WORK TO COMPLETE:
Nothing but the lines from the one that contains "Target: brown hillside" to the end of the records should be printed, both ends included, exactly as given.

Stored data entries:

[Start of section]

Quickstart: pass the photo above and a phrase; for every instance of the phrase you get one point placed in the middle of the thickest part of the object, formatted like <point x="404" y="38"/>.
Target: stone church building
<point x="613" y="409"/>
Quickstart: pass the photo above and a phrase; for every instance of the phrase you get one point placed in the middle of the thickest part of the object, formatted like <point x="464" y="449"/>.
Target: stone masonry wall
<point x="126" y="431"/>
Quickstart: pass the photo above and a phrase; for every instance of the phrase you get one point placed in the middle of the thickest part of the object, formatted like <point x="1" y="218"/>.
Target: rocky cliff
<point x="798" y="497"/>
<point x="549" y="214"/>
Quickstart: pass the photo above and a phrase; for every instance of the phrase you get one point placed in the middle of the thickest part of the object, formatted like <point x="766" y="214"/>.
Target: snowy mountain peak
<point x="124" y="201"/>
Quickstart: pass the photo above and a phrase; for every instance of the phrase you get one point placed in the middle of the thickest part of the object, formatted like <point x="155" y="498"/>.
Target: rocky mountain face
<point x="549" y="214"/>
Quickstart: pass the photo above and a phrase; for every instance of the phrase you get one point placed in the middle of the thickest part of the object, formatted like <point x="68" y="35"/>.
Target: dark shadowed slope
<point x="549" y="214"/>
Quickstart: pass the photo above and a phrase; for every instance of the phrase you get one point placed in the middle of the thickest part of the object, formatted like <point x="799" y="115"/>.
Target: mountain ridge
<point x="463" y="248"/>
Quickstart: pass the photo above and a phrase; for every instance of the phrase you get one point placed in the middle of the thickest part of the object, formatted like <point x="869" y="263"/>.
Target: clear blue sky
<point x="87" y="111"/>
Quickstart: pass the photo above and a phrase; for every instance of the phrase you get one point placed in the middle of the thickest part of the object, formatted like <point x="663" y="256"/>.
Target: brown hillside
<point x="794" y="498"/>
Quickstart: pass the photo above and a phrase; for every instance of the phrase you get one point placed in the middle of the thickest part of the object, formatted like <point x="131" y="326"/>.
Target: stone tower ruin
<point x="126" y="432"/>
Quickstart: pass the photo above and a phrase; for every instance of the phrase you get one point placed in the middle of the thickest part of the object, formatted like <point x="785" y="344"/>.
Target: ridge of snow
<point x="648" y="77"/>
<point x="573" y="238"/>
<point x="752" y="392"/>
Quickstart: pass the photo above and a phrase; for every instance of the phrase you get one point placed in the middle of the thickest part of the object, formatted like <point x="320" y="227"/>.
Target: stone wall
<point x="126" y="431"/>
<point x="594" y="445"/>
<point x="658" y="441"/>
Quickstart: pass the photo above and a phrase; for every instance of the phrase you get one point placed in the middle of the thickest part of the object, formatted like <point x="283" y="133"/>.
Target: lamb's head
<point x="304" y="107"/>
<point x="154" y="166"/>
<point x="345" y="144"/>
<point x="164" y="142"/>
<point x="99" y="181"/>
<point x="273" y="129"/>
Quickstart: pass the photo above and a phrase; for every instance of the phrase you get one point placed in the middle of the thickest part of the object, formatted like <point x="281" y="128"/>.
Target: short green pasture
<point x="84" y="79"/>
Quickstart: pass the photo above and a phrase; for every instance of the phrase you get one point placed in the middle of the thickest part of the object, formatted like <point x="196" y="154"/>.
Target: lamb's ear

[End of section]

OUTPUT BELOW:
Target: brown hillside
<point x="794" y="498"/>
Quickstart: pass the photo above and a phrase; for every instance of the phrase you get one point placed in the middle of the thickest part of the object, formatted like <point x="131" y="326"/>.
Target: stone tower ruin
<point x="126" y="432"/>
Quickstart: pass the photo above and a phrase; for every instance of the phrase you get one point placed in the middle of the thickest part of the object, formatted like <point x="785" y="344"/>.
Target: ridge of snow
<point x="648" y="77"/>
<point x="573" y="238"/>
<point x="752" y="392"/>
Quickstart: pass the photo above and a phrase; for every instance of the phrase you get one point placed in the middle of the thickest part of the object, formatted like <point x="320" y="227"/>.
Target: stone wall
<point x="126" y="431"/>
<point x="594" y="445"/>
<point x="658" y="441"/>
Quickstart: pass the photo above and a phrase; for every instance of the phrase you get one point placed in the middle of the thickest part of the object, formatted like <point x="283" y="133"/>.
Target: lamb's head
<point x="304" y="107"/>
<point x="154" y="166"/>
<point x="345" y="144"/>
<point x="164" y="142"/>
<point x="99" y="181"/>
<point x="273" y="129"/>
Quickstart: pass the photo above and a phrase; for every instance of the phrase you get one point placed in the middle of the thickest part of the object, formatted like <point x="281" y="128"/>.
Target: short green pasture
<point x="84" y="79"/>
Quickstart: pass the photo above and a phrase; for every instance of the phrase you get one point placed in the middle of the thickest part of the object, formatted like <point x="196" y="154"/>.
Target: lamb's ear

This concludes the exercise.